- [Consigne] Selon l'extrait du document consacré à Jean-Pierre Mocky, qui a cédé à ce dernier les droits du roman dont est tiré la Tête contre les murs ?

Ciné / Mocky, homme d’humains
La mini-rétrospective de neuf films, actuellement en salles, rappelle la profusion et la variété de l’oeuvre du cinéaste, allant du polar politique au fantastique. Son art, lunaire et singulier, demeurera marqué par la révolte et la satire sociale acerbe.
Une belle gueule frondeuse à la Delon, avec la morgue des faubourgs. Dans les années 50, Mocky a tout du jeune premier, un pied en France, un autre en Italie. Quelques apparitions chez Cocteau, Visconti, Antonioni et Francesco Maselli, mais rien de bien folichon. Une chance finalement: Mocky le franc-tireur serait-il seulement devenu cinéaste si on lui avait proposé des rôles à sa mesure ? Dans cette carrière d’acteur en demi-teinte, un film – la Tête contre les murs (1958) de Georges Franju – le distingue toutefois, et pour cause : c’est lui qui était à l’origine du projet. Hervé Bazin lui ayant gracieusement cédé les droits de son roman, il en avait signé l’adaptation et le scénario avec la ferme intention de le réaliser luimême. Mais effrayé par son inexpérience, le producteur préféra confier les rênes à un cinéaste plus aguerri, et à lui le rôle principal de François Gérane, jeune rebelle que son père fait interner dans un asile psychiatrique. Le film en somme, par sa vision glaçante d’un système carcéral, reflétant les abus d’une société coercitive, canalisait déjà la révolte qui animera le cinéma de Jean-Pierre Mocky, et dont cette mini-rétrospective en salles – neuf films en versions restaurées – offre un aperçu contrasté.

- [Extrait des données]
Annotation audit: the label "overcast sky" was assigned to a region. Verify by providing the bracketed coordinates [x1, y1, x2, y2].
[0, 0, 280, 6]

- [Résultat] Hervé Bazin.